+++ Lesetext +++
Strafanklage kann fristlose Kündigung rechtfertigen
Besteht gegen einen Arbeitnehmer der Verdacht, strafbare Handlungen begangen zu haben, kann er fristlos entlassen werden. Erhebt die Staatsanwaltschaft schließlich Anklage gegen den Beschäftigten, kann dies auch eine erneute Verdachtskündigung rechtfertigen, urteilte das Bundesarbeitsgericht (BAG) in Erfurt in einem am Mittwochnachmittag, 15.06.2011, veröffentlichten Urteil (AZ: 2 AZR 825/09). Die fristlose Kündigung ist jedoch nur gültig, wenn diese innerhalb von zwei Wochen erfolgt und die Fortsetzung des Arbeitsverhältnisses für den Arbeitgeber unzumutbar ist.
Im entschiedenen Fall war der aus Hessen stammende Kläger als Hornist in einem Orchester beschäftigt. Da er das 40. Lebensjahr überschritten hatte und länger als 15 Jahre bei seinem Arbeitgeber beschäftigt war, war er ordentlich nicht mehr kündbar. Im Oktober und November 2004 wurden gegen den Mann jedoch schwere Vorwürfe laut. Er habe mehrere Kinder von Kollegen sexuell missbraucht. Mehrere Beschäftigte erklärten, dass sie mit dem Musiker nicht mehr zusammenarbeiten könnten. Der Arbeitgeber hörte daraufhin den Hornisten an und sprach am 23. Dezember die fristlose Kündigung aus.
+++ Zeilenliste +++
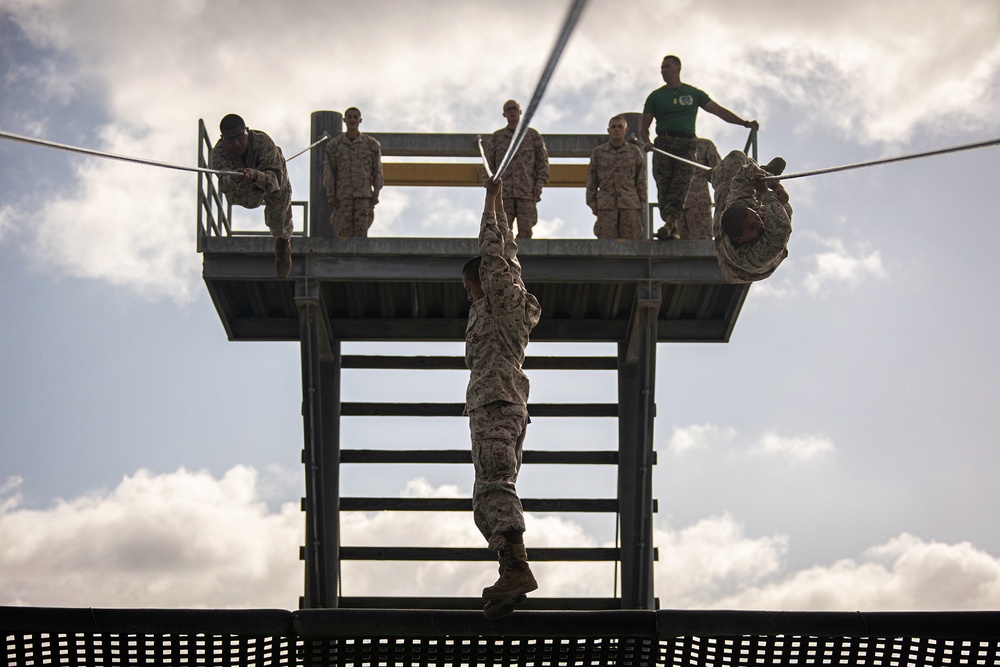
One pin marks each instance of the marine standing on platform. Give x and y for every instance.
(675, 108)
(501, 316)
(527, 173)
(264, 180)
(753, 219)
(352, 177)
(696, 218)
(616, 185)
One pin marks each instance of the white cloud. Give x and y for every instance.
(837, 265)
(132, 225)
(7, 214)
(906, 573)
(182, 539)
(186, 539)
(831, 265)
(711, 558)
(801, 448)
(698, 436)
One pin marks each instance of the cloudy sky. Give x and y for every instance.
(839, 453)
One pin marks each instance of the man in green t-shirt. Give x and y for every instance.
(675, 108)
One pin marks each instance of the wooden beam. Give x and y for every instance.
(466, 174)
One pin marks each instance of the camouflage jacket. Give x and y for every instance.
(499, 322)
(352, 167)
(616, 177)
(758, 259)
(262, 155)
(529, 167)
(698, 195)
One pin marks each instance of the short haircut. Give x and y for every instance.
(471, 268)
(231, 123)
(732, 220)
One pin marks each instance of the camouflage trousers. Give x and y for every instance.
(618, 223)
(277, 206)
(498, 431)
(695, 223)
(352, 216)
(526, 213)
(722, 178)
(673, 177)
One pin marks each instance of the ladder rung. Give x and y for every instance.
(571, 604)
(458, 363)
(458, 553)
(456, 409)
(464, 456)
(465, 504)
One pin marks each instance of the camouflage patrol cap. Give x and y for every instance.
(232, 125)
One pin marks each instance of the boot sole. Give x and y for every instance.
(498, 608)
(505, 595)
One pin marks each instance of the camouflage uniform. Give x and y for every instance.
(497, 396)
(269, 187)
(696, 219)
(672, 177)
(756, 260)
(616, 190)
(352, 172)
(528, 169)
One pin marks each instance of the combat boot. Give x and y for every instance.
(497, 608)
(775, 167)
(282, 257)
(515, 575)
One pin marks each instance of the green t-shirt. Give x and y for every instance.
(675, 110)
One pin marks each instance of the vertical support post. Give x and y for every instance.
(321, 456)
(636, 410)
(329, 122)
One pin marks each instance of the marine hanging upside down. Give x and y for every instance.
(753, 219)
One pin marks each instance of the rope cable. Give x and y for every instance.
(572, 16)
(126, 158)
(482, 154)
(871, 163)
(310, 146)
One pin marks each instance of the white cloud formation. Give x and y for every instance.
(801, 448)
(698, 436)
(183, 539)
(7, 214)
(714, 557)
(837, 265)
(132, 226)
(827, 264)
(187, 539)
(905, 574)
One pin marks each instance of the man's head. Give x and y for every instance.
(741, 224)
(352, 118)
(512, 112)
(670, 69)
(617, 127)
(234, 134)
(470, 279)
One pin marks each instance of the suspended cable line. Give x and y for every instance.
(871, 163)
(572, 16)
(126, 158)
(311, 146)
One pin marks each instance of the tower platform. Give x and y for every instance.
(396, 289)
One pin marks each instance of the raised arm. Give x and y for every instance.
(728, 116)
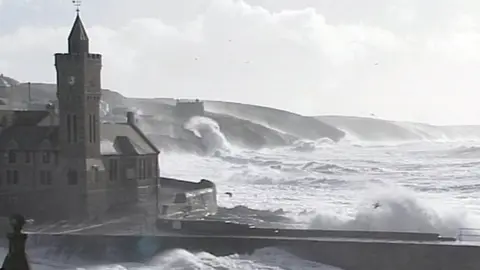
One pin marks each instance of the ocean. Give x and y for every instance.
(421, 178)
+++
## Aufgaben:
1: Als was war der Kläger laut Lesetext in einem Orchester beschäftigt?
2: Zitiere aus dem Lesetext die Stelle von „Im entschiedenen Fall“ bis einschließlich „fristlose Kündigung aus.“.

## Lösungen:
1: Als Hornist.

2:
Im entschiedenen Fall war der aus Hessen stammende Kläger als Hornist in einem Orchester beschäftigt. Da er das 40. Lebensjahr überschritten hatte und länger als 15 Jahre bei seinem Arbeitgeber beschäftigt war, war er ordentlich nicht mehr kündbar. Im Oktober und November 2004 wurden gegen den Mann jedoch schwere Vorwürfe laut. Er habe mehrere Kinder von Kollegen sexuell missbraucht. Mehrere Beschäftigte erklärten, dass sie mit dem Musiker nicht mehr zusammenarbeiten könnten. Der Arbeitgeber hörte daraufhin den Hornisten an und sprach am 23. Dezember die fristlose Kündigung aus.